### Work item:
Please transcribe the lines below exactly, and leave every image behind.

[Entries taken from a collection]
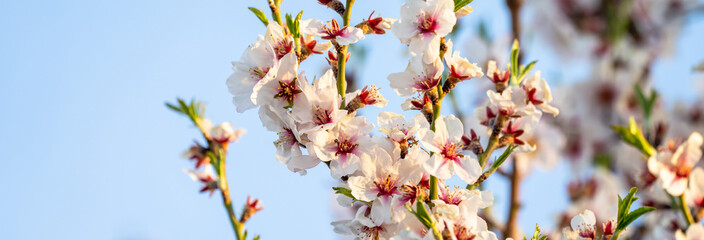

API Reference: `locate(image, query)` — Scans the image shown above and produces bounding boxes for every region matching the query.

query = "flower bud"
[240,196,264,223]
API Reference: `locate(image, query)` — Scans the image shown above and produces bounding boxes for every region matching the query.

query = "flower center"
[417,12,438,34]
[441,142,463,162]
[453,224,476,240]
[413,74,440,91]
[335,138,358,156]
[274,79,302,106]
[249,67,270,80]
[313,106,333,125]
[274,128,297,148]
[273,40,293,59]
[374,174,399,197]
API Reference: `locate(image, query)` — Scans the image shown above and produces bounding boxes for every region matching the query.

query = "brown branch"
[503,0,524,238]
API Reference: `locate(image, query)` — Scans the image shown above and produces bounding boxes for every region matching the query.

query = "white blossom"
[392,0,457,63]
[388,55,443,97]
[417,115,482,183]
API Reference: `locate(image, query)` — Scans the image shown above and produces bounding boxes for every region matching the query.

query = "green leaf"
[332,187,354,199]
[414,199,434,228]
[620,206,655,230]
[614,187,655,232]
[248,7,269,26]
[510,39,520,84]
[633,84,657,122]
[611,117,656,157]
[491,145,517,169]
[252,236,260,240]
[518,60,537,83]
[454,0,474,12]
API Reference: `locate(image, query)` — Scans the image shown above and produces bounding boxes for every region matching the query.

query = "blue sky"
[0,0,702,239]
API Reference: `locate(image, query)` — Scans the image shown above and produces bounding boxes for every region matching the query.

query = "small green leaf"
[619,206,655,230]
[491,145,517,169]
[253,236,261,240]
[614,187,655,232]
[248,7,269,26]
[332,187,354,199]
[611,117,656,157]
[518,60,537,83]
[510,39,520,84]
[454,0,474,12]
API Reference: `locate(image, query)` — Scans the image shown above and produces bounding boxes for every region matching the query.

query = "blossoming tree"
[167,0,704,239]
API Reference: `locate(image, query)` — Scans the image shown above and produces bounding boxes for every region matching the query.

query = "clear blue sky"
[0,0,702,239]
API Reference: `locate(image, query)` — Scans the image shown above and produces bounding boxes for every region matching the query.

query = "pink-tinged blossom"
[502,110,542,153]
[301,35,332,54]
[292,69,348,136]
[648,132,703,196]
[443,40,484,81]
[264,22,294,59]
[361,12,394,35]
[346,85,389,109]
[348,148,424,224]
[388,55,443,97]
[201,120,246,144]
[182,141,209,169]
[333,205,401,240]
[300,18,365,46]
[687,168,704,208]
[259,106,319,175]
[253,52,309,109]
[486,60,511,85]
[567,209,596,240]
[522,71,560,116]
[184,166,218,196]
[392,0,457,63]
[226,37,278,112]
[417,115,482,183]
[676,223,704,240]
[486,86,535,117]
[377,112,428,148]
[311,115,374,179]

### Solution for this problem:
API Reference: `locate(image, query)` — Scans the image shown above and produces bounding boxes for every region matching the query.

query = "flower bud"
[240,196,264,223]
API Reference: `locate(image, query)` — Scans the image shown above and produces bounding boxes for every region matching the query.

query = "flower center"
[417,12,438,34]
[441,142,463,162]
[453,224,476,240]
[413,74,440,91]
[335,138,358,156]
[274,79,302,106]
[249,67,270,80]
[313,106,333,125]
[274,128,297,148]
[273,40,293,59]
[374,174,399,197]
API Reference: `locate(image, query)` — Scans the image shown above and produces bounding boxes for every region matching the query.

query = "brown branch"
[503,0,524,238]
API Reference: `locate(image, query)` — Scans the image shown above and produces bounding boxes for every region matching the query.

query = "white blossom"
[392,0,457,63]
[388,55,443,97]
[417,115,482,183]
API Reference: `locate(image, query)` — Scans the image shown above and produces bounding boxes for every region matching the query.

query = "green leaf"
[332,187,354,199]
[414,199,434,228]
[620,206,655,230]
[614,187,655,232]
[248,7,269,26]
[510,39,520,84]
[633,84,657,122]
[611,117,656,157]
[491,145,517,169]
[252,236,260,240]
[518,60,537,83]
[454,0,474,12]
API Reference: `locate(image, query)` — Scans the image shown above and produces bounding boxes for every region matching the query.

query = "blue sky"
[0,0,702,239]
API Reference: `locate(image, query)` — Scans the image shown above and produces bounding boxes for every region matching the query.

query = "small green leaf"
[619,206,655,230]
[491,145,517,169]
[253,236,261,240]
[614,187,655,232]
[248,7,269,26]
[332,187,354,199]
[611,117,656,157]
[518,60,537,83]
[510,39,520,84]
[454,0,474,12]
API Reference: `locate(image, query)` — Scans the image shown above and produces bounding boxes for every region matching the query.

query = "blossoming tree"
[167,0,704,239]
API Reference: `locate(image, query)` — Scans the image shown above and produces bounding boxes for every region matching the query.

query = "clear blue sky"
[0,0,702,239]
API Reference: `locate(image, query)` — Scans the image shown above and produces bounding boxes for every region matching the query.

query = "pink-tinged blossom"
[502,110,542,153]
[301,35,332,54]
[292,69,348,136]
[648,132,703,196]
[443,40,484,81]
[264,22,294,59]
[361,12,394,35]
[346,85,389,109]
[348,148,424,224]
[388,55,443,97]
[201,120,246,144]
[182,141,209,169]
[333,205,401,240]
[300,18,365,46]
[687,168,704,208]
[259,106,319,175]
[253,52,309,109]
[486,60,511,85]
[567,209,596,240]
[522,71,560,116]
[184,166,218,196]
[392,0,457,63]
[226,37,278,112]
[417,115,482,183]
[676,223,704,240]
[486,86,535,117]
[377,112,428,148]
[311,115,374,179]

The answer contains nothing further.